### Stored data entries
────────────────────

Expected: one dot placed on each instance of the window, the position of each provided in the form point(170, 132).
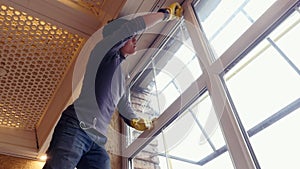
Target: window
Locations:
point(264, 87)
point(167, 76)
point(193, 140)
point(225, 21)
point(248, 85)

────────────────────

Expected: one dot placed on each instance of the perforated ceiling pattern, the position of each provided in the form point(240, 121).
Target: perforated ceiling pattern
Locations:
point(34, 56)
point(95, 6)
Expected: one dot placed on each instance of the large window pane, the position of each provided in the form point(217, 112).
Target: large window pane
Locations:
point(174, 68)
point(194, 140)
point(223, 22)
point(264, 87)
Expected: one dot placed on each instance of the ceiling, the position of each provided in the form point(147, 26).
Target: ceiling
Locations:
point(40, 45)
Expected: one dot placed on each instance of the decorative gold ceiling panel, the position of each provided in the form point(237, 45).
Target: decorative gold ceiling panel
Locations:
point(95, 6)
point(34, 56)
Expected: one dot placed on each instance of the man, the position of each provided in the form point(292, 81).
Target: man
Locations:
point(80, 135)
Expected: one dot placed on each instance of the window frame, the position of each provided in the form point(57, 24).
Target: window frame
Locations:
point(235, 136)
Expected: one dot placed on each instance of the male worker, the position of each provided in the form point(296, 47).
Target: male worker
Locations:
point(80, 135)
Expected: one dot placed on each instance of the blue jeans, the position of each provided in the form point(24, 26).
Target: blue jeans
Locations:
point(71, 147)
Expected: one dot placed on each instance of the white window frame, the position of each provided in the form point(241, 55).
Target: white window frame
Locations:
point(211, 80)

────────────────────

### BRIEF
The lines you need are those with the word "panel"; list them from the entries.

### RESPONSE TO THIS TASK
Expected: one dot placed on each instance of the decorative gold ceiling panel, the position of each provided in the form point(237, 45).
Target: decorative gold ceiling panel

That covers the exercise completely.